Record extracts below:
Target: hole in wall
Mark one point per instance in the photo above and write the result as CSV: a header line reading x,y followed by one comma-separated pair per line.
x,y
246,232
End of Record extracts.
Record extracts below:
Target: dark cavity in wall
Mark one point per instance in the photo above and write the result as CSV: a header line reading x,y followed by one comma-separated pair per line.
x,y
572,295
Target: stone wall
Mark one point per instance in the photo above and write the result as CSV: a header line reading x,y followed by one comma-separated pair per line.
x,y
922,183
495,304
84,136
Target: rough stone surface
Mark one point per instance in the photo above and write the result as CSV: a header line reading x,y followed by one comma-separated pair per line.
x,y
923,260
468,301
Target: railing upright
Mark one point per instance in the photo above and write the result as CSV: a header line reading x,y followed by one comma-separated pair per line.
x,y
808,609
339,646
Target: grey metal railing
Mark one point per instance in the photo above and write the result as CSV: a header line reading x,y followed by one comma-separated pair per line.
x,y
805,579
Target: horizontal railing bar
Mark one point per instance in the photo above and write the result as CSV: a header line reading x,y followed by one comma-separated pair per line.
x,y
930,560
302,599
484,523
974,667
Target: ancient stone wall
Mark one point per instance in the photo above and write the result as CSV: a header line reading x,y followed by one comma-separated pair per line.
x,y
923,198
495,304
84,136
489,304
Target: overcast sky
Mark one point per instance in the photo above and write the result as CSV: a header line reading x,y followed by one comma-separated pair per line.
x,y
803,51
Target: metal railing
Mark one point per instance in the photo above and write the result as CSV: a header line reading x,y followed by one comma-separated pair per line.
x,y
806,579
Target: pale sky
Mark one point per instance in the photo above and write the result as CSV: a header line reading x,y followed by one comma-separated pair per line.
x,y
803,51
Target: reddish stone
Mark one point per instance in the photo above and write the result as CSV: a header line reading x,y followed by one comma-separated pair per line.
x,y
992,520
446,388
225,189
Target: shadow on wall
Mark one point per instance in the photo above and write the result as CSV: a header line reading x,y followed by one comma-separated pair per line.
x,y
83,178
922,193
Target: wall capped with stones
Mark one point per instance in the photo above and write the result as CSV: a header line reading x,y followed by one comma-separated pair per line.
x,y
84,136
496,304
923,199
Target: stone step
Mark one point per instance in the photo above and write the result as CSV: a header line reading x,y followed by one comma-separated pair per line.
End of Record extracts.
_What to produce:_
What you give back should be exactly the lines of the data above from the line with "Target: overcast sky" through the line with "Target: pale sky", both of those included, and nothing more.

_Answer to this task:_
Target: overcast sky
Mark one point per instance in the photo above and write the result as CSV: a header line reading x,y followed by one comma-separated pair per line.
x,y
803,51
Target: metal railing
Mark one point per instance in the photo above and write the result as CSV: a header line reading x,y followed by one comma-separated pair per line.
x,y
806,579
Target: pale sky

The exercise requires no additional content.